For this exercise, reproduce the entries below exactly, but only from the line containing "Expected: the pointer indicates a point on the mountain, one" through the line containing "Expected: the pointer indicates a point on the tree, one", both included.

Natural-language object grounding data:
###

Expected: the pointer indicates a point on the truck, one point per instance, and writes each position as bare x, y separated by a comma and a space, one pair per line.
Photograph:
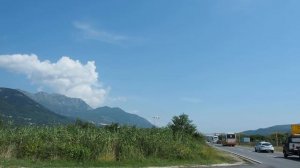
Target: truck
292, 144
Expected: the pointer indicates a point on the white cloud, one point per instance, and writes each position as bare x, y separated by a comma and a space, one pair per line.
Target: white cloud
66, 76
117, 99
191, 100
90, 32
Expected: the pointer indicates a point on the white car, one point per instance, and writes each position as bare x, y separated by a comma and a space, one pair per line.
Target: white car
264, 146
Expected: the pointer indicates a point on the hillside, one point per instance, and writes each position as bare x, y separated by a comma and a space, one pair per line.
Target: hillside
108, 115
60, 104
77, 108
15, 106
269, 130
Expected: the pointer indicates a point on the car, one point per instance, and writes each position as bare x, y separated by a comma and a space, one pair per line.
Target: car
264, 146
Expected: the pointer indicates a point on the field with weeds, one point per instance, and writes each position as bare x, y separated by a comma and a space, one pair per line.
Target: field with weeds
85, 144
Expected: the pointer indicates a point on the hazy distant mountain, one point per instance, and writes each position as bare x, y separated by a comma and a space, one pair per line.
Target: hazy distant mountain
17, 107
77, 108
108, 115
269, 130
60, 104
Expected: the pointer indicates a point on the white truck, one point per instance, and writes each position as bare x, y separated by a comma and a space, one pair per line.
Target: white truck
292, 143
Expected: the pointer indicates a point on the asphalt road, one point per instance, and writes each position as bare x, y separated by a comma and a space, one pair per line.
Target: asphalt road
267, 160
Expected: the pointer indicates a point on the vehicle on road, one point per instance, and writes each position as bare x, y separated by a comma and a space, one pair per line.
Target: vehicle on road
228, 139
292, 146
264, 146
212, 138
292, 143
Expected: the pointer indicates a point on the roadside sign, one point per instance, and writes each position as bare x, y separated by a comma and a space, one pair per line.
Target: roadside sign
295, 128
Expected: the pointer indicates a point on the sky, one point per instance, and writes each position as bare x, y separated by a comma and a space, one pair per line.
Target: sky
229, 65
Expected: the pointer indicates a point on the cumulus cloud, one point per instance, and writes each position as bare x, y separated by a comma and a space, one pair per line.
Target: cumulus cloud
66, 76
90, 32
191, 100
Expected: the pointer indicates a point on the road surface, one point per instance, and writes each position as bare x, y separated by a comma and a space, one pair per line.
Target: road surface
267, 160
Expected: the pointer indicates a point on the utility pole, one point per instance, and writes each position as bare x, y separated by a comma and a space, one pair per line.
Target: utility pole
276, 139
155, 120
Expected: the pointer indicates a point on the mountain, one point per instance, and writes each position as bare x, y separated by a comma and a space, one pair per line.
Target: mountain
108, 115
77, 108
60, 104
17, 107
269, 130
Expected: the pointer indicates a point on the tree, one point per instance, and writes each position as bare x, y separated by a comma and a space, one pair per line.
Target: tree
181, 124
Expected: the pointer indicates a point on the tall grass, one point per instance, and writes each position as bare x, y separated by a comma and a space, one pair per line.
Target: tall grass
79, 142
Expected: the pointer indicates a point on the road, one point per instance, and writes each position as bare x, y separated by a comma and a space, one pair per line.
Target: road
267, 160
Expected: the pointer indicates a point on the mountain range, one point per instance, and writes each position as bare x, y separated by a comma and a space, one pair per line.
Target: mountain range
269, 130
15, 106
45, 108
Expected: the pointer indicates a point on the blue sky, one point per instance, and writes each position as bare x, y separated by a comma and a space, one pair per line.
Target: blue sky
230, 65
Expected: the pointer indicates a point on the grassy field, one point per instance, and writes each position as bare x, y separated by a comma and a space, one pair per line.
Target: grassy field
89, 146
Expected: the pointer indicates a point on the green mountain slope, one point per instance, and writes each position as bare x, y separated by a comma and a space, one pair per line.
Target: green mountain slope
108, 115
60, 104
77, 108
269, 130
17, 107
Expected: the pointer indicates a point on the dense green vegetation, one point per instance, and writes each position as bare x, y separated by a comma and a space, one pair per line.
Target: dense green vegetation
111, 145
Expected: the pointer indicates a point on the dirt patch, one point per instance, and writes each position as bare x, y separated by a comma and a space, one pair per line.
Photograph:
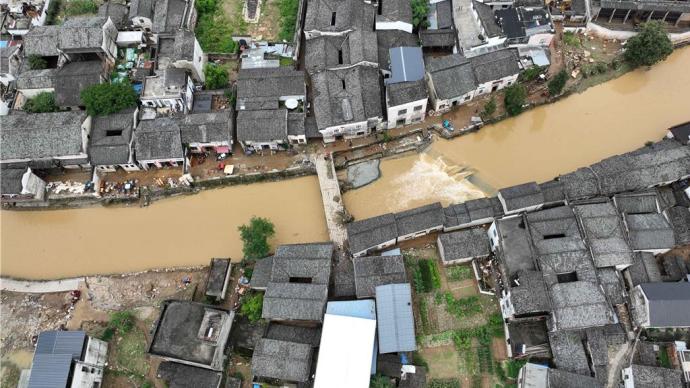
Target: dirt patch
443, 361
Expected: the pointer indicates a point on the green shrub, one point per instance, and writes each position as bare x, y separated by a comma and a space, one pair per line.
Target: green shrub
216, 76
557, 83
104, 99
255, 237
36, 62
288, 19
252, 306
459, 272
648, 47
515, 97
43, 102
80, 7
571, 39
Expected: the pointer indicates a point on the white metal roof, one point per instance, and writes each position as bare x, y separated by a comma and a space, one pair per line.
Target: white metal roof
345, 352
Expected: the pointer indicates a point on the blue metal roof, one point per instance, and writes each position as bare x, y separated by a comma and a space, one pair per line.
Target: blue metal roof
407, 65
395, 321
53, 357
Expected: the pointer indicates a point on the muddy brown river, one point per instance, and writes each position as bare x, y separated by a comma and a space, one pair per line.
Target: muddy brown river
607, 119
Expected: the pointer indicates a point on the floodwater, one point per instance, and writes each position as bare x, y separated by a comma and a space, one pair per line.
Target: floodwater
612, 118
179, 231
608, 119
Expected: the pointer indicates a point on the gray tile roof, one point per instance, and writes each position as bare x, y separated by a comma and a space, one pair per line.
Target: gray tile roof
311, 261
668, 303
373, 271
474, 210
73, 78
653, 377
578, 305
487, 19
406, 64
206, 127
41, 135
603, 232
649, 231
437, 38
282, 360
141, 8
395, 11
349, 15
110, 139
295, 301
177, 375
177, 334
680, 221
158, 139
117, 12
37, 79
530, 297
495, 65
452, 76
217, 273
644, 269
388, 39
419, 219
261, 275
254, 86
346, 96
42, 41
370, 232
568, 352
464, 244
326, 51
262, 125
521, 196
394, 320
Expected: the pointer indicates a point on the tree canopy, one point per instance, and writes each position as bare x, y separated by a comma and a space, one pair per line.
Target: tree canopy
104, 99
216, 76
557, 83
420, 10
43, 102
255, 237
648, 47
514, 99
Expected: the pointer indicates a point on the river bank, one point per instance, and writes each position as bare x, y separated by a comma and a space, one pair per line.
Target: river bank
188, 230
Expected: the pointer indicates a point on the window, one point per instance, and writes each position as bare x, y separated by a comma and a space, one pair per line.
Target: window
300, 280
567, 277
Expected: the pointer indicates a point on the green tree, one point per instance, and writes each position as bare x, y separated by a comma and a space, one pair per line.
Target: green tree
252, 305
489, 108
104, 99
514, 99
216, 76
420, 10
648, 47
255, 237
557, 83
41, 103
36, 62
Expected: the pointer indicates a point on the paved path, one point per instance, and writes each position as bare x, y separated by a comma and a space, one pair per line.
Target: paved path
40, 287
332, 200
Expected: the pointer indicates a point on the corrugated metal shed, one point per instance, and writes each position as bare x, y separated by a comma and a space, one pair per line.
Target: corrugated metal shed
53, 357
395, 319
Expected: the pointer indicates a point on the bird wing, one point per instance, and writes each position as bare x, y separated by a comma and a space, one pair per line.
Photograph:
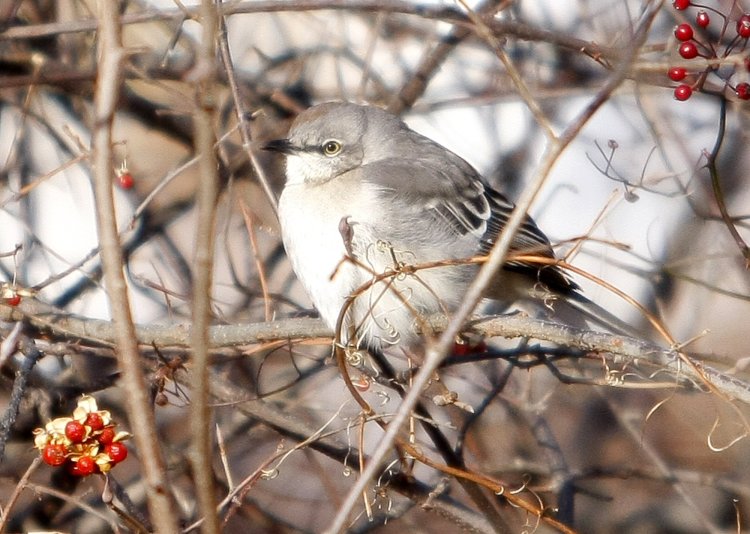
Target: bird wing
452, 202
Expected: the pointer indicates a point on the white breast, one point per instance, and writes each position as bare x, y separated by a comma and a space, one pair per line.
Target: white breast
385, 313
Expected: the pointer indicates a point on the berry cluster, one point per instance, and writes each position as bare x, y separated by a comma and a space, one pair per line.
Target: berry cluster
84, 444
692, 47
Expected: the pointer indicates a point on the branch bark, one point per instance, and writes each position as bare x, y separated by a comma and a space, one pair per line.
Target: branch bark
140, 415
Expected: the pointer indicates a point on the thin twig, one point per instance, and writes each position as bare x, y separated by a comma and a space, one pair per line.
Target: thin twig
140, 415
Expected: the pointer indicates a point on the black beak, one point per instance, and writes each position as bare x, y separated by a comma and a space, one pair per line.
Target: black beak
279, 145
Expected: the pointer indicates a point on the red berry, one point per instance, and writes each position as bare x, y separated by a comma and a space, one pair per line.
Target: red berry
85, 466
107, 435
688, 50
743, 26
684, 32
702, 19
126, 180
94, 421
54, 454
75, 431
677, 73
683, 92
116, 451
743, 91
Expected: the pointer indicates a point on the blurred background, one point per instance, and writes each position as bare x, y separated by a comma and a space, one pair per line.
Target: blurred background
632, 201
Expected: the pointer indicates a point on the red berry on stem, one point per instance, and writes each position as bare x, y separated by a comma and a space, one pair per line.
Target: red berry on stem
702, 19
743, 26
75, 431
677, 73
94, 421
743, 91
54, 454
688, 50
126, 180
683, 92
85, 466
107, 435
684, 32
116, 451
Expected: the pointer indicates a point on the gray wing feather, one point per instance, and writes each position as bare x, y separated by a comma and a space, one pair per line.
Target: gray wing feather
452, 199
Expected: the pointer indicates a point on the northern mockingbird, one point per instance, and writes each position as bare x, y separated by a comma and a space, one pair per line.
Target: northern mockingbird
367, 198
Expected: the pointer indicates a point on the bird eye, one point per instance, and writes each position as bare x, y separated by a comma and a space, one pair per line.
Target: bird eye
331, 147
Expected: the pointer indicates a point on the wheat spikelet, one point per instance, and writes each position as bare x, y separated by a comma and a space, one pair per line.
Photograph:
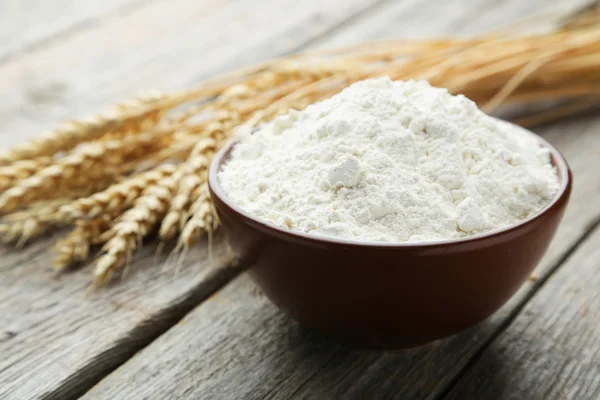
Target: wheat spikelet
135, 224
20, 227
92, 162
117, 197
203, 219
129, 116
193, 175
22, 169
75, 247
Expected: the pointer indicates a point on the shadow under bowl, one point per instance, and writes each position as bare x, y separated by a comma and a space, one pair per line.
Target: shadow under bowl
389, 295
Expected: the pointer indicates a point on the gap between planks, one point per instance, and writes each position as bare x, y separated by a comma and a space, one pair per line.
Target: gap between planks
110, 358
70, 28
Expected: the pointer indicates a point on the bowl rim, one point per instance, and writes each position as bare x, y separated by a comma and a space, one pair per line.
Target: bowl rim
563, 171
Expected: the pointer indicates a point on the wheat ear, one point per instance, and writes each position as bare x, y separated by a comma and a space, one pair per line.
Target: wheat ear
20, 227
135, 224
129, 116
117, 197
193, 175
203, 219
75, 247
92, 162
22, 169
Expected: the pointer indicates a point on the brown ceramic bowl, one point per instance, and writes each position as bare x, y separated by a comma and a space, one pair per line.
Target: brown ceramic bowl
389, 295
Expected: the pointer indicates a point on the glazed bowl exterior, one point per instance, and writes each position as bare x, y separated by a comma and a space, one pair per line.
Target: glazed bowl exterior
388, 295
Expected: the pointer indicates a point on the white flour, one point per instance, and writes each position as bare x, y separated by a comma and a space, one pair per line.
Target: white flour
392, 162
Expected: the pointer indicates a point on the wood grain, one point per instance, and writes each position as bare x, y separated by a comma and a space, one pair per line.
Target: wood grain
29, 24
55, 342
552, 350
163, 45
237, 346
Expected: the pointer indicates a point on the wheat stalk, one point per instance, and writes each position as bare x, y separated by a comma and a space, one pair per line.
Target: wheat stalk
116, 198
93, 162
128, 148
21, 227
135, 224
129, 116
22, 169
75, 247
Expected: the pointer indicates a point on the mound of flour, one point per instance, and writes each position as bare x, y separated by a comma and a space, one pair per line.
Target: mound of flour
392, 162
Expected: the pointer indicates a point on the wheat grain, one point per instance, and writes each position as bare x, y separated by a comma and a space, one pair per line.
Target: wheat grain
19, 170
117, 197
21, 227
193, 175
202, 219
92, 162
75, 247
135, 224
129, 116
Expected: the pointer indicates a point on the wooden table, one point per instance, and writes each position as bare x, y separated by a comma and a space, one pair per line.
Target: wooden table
206, 333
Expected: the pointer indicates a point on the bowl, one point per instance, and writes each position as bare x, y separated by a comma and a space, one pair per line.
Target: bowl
389, 295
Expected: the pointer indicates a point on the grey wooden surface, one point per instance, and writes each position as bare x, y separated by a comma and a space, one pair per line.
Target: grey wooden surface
239, 346
74, 58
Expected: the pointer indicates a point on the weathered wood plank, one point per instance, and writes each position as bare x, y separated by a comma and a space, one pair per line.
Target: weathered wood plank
164, 45
29, 24
54, 341
408, 19
552, 350
240, 346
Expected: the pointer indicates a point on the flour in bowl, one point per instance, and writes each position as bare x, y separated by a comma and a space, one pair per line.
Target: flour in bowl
390, 161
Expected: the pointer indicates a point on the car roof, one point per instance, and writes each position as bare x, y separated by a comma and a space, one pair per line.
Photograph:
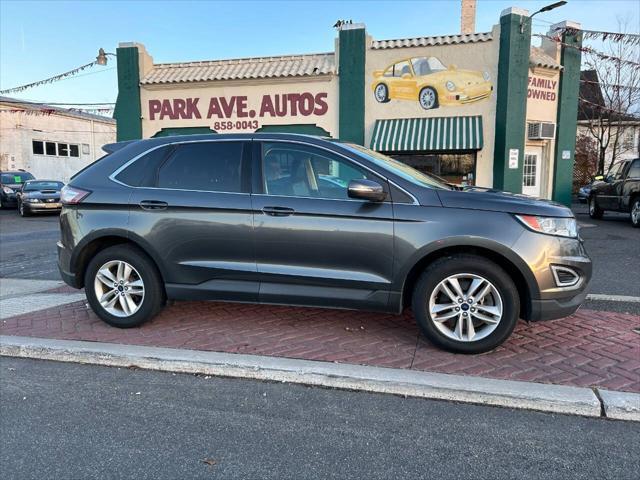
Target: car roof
113, 147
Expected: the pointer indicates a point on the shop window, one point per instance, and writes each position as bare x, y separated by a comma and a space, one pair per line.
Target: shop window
529, 170
38, 147
50, 148
458, 168
63, 149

###

Final answer:
Expected: the pointer indicates a point on the mountain, one point per instance, and writes each position as bare x, y separated by a comma and a space, one pair per line.
Target: mountain
108, 115
77, 108
60, 104
17, 107
269, 130
Expected: the pointer indicates a point on the tree, one point per instance, and writes each position as bare x, y separated by a comma and a space, one pair per line.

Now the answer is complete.